> [SELECTED TEXT]:
--------

Re: panic: bad dir: mangled entry, fsck: missing dot/dotdot
I'm wondering if perhaps it got the same inode or the same disk block or some such. No. The directory that twice caused a panic because of missing dot/dotdot was inode 463357837, the one with the two entries pointing to unallocated inodes is inode 158304666, the two unallocated inodes being 158304792 and 158304678. I don't know whether fsdb can give it to you easily, but I'd be curious what disk sectors those four inodes fall into. In particular, if the first one is close to the last two, that reinforces the blocks overlapping theory. In hex, those inumbers are (in order of apeparance above) 1b9e478d, 96f899a, 96f8a18, and 96f89a6. The two unallocated inodes could fall into the same disk block, if your blocks are big enough. FFSv2 inodes are 256 bytes; FFSv1 blocks max out at 64K, but in a quick glance I haven't found the maximum FFSv2 size. If your filesystem uses 256K or larger blocks, those two inodes fall into the same block; otherwise, not. If they do, it might be interesting to look at the rest of that block, in case its contents look recognizable. /~\ The ASCII Mouse \ / Ribbon Campaign X Against HTMLmo...@rodents-montreal.org / \ Email! 7D C8 61 52 5D E7 2D 39 4E F1 31 3E E8 B3 27 4B
Re: panic: bad dir: mangled entry, fsck: missing dot/dotdot
If your filesystem uses 256K or larger blocks, those two inodes fall into the same block; No, it uses 16k blocks.

--------

(Stored entries)
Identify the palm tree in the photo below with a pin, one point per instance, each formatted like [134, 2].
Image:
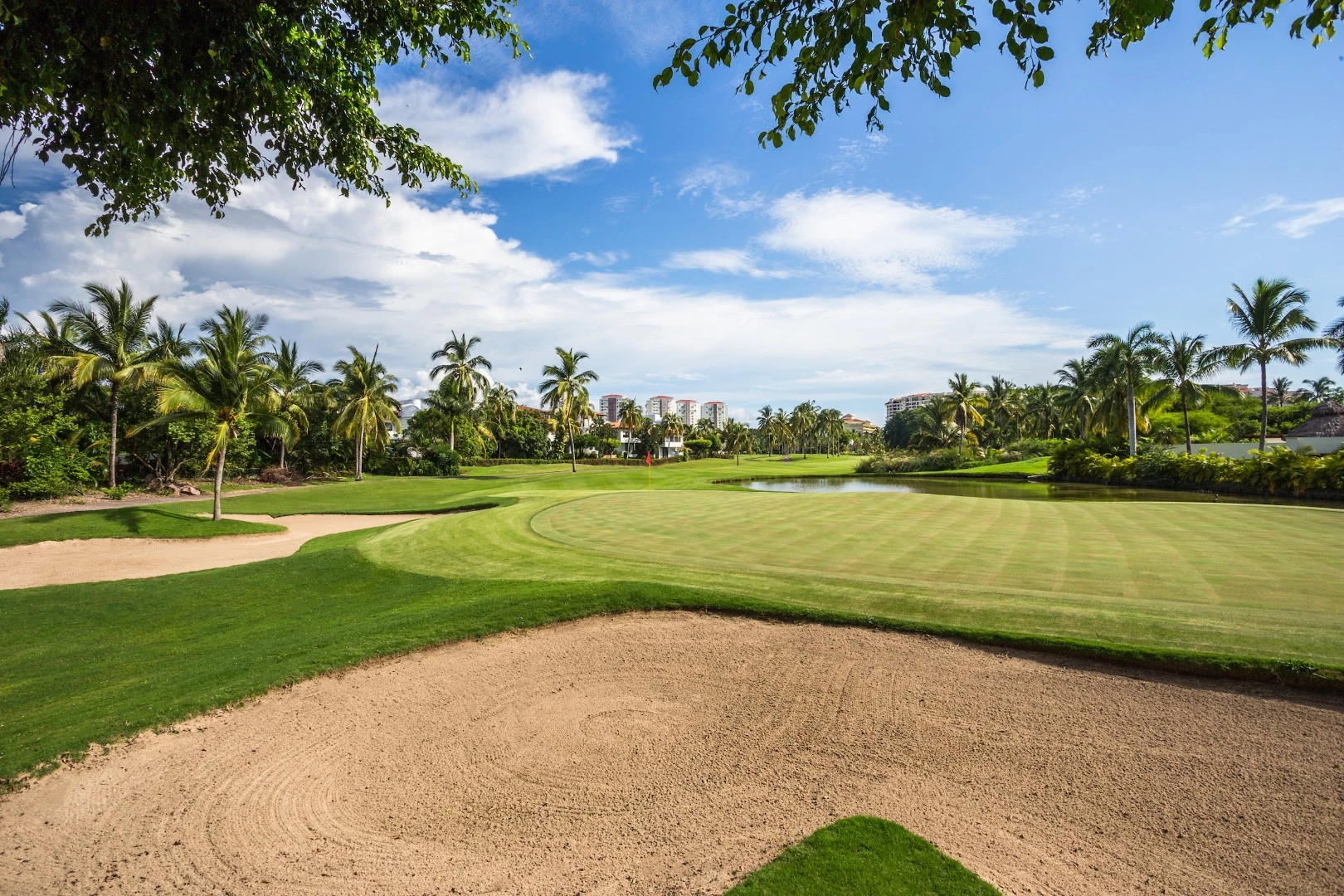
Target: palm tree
[1337, 334]
[830, 429]
[108, 343]
[295, 386]
[967, 403]
[1281, 386]
[737, 438]
[229, 384]
[933, 427]
[802, 423]
[455, 405]
[368, 403]
[1003, 402]
[1181, 363]
[565, 392]
[1322, 388]
[1124, 362]
[461, 368]
[629, 416]
[1268, 320]
[672, 427]
[1042, 409]
[500, 412]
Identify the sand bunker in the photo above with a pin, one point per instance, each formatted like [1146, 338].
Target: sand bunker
[28, 566]
[675, 752]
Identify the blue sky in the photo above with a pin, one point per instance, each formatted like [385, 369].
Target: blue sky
[990, 232]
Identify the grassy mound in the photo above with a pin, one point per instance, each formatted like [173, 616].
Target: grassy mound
[863, 855]
[123, 523]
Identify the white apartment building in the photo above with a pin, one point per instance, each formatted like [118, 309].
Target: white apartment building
[689, 410]
[908, 402]
[657, 407]
[717, 412]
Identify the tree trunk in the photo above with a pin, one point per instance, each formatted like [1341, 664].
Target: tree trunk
[1264, 407]
[1133, 419]
[112, 441]
[359, 455]
[1185, 410]
[219, 479]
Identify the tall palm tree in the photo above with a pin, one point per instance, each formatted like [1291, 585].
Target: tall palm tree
[453, 402]
[110, 344]
[763, 416]
[368, 403]
[463, 368]
[1181, 363]
[1322, 388]
[1043, 410]
[737, 438]
[830, 429]
[629, 416]
[1124, 362]
[229, 384]
[295, 387]
[1337, 334]
[1268, 321]
[500, 412]
[967, 405]
[802, 423]
[1003, 402]
[565, 392]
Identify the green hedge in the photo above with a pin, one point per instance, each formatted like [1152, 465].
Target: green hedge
[1276, 472]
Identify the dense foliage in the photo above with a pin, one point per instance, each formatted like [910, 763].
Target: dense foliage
[843, 50]
[1278, 472]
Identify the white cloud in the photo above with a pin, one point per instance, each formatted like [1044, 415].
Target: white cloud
[877, 238]
[722, 186]
[334, 270]
[1311, 217]
[528, 125]
[721, 261]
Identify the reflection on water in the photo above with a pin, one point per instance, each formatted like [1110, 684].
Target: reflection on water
[995, 489]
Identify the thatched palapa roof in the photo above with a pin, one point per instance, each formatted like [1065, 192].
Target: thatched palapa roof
[1327, 421]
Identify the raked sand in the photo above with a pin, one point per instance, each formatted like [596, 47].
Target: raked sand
[675, 752]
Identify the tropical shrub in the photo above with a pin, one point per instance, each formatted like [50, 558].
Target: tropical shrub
[1277, 472]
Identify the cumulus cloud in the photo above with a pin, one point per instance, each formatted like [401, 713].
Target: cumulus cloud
[722, 186]
[528, 125]
[877, 238]
[334, 270]
[721, 261]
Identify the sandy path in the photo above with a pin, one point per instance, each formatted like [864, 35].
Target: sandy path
[674, 752]
[27, 566]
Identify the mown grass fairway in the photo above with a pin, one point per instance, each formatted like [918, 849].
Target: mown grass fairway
[1241, 587]
[123, 523]
[863, 855]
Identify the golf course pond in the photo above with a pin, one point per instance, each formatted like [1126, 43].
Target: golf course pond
[1016, 490]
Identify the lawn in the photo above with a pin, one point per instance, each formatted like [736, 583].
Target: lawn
[1202, 586]
[123, 523]
[863, 855]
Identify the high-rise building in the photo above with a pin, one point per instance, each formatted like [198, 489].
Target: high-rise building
[908, 402]
[717, 412]
[657, 406]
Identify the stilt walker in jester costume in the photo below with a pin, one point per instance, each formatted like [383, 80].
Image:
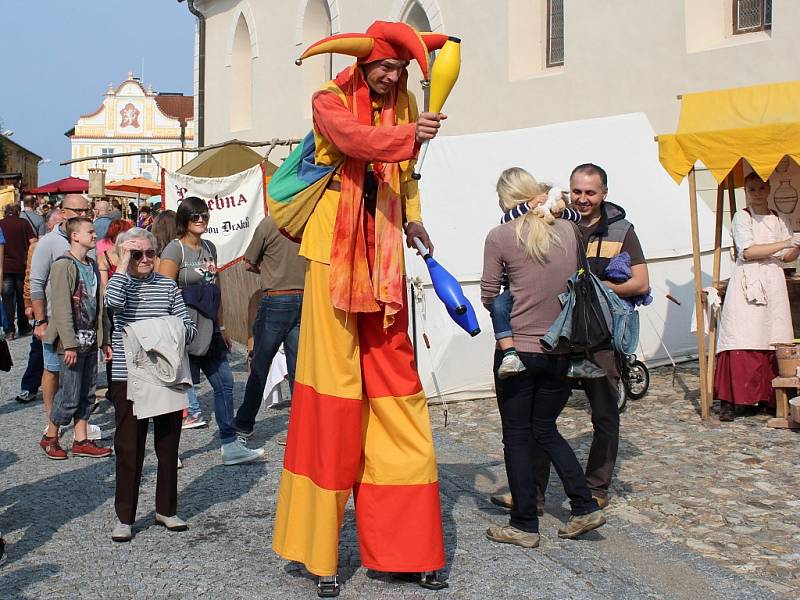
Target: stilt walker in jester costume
[359, 419]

--------

> [WHAT TO DO]:
1. Translate this sentence from the forum thread into Spanish: "The two unallocated inodes could fall into the same disk block, if your blocks are big enough."
2. According to the forum thread, what block size does the filesystem use?
3. Summarize the forum thread in two sentences.

> [RESULTS]:
1. Los dos inodos no asignados podrían caer en el mismo bloque de disco, si sus bloques son lo bastante grandes.

2. It uses 16k blocks.

3. The directory that twice caused a panic because of missing dot/dotdot was inode 463357837, while inode 158304666 has two entries pointing to the unallocated inodes 158304792 and 158304678, and finding which disk sectors these four inodes fall into could reinforce the theory of overlapping blocks. The two unallocated inodes would share a block only with blocks of 256K or larger, but the reply states that the filesystem uses 16k blocks.